### Objective 1
In the mailing list message, what do the quoted papers say about a 0 copy buffer once it is shared across subsystems?

═════ Extracted text ═════

Skip site navigation (1)Skip section navigation (2)
Date:      Tue, 20 Jun 2000 12:43:34 -0400
From:      Christopher Sedore <cmsedore@maxwell.syr.edu>
To:        "'Alfred Perlstein'" <bright@wintelcom.net>, "'arch@freebsd.org'" <arch@freebsd.org>
Subject:   RE: MORE: Re: kblob discussion.
Message-ID:  <D006CCEB462FD411976100A0C9B413A139E5BB@EXCHANGE>

next in thread | raw e-mail | index | archive | help

[...]

>Last night I started thinking about making kblob more flexible,
>here's the problem I came across:
>
>All the papers that have been given to me make sure that once a
>0 copy buffer is shared across subsystems it is immutable until
>the data it's loaned has gone back to no references except by
>the user process.
>
>Not following the above system is _wrong_.

I'm not sure I would put that level of emphasis on _wrong_.    It deserves
that level of emphasis if it can cause kernel state (or other system)

═════ Listed records ═════

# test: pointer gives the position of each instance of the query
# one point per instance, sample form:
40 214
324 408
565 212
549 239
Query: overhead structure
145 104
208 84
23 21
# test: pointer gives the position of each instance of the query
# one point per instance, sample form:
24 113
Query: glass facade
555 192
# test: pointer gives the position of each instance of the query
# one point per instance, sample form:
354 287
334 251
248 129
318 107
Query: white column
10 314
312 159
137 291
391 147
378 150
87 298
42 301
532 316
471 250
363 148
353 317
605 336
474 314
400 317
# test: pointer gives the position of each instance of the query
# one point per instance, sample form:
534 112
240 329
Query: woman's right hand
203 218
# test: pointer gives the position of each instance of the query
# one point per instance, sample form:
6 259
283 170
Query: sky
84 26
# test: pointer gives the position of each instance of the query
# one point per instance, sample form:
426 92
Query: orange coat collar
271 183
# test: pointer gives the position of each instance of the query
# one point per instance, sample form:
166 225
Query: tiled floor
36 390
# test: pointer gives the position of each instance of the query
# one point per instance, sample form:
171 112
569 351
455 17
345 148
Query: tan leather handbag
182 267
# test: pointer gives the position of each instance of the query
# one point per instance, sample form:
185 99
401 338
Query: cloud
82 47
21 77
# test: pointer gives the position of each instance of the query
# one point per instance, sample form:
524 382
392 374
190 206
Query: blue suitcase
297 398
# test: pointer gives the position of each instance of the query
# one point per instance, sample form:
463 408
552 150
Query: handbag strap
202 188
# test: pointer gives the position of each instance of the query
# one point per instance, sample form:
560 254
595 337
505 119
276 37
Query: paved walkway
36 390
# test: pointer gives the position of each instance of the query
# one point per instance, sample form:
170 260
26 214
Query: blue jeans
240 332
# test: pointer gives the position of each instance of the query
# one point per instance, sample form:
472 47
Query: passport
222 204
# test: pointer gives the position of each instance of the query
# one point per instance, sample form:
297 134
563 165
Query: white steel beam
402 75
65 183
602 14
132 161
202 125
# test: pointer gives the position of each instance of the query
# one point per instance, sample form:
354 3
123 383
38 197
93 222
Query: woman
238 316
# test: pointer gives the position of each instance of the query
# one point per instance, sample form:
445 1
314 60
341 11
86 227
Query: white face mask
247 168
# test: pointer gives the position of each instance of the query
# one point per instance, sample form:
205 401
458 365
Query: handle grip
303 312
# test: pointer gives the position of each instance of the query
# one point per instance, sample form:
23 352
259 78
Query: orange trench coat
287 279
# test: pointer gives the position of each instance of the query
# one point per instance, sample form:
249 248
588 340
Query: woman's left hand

═════

### Objective 2
Return each line of the entries that contains the string "handbag".

### Solution 1
It stays immutable until the data it has loaned has gone back to no references except by the user process.

### Solution 2
Query: tan leather handbag
Query: handbag strap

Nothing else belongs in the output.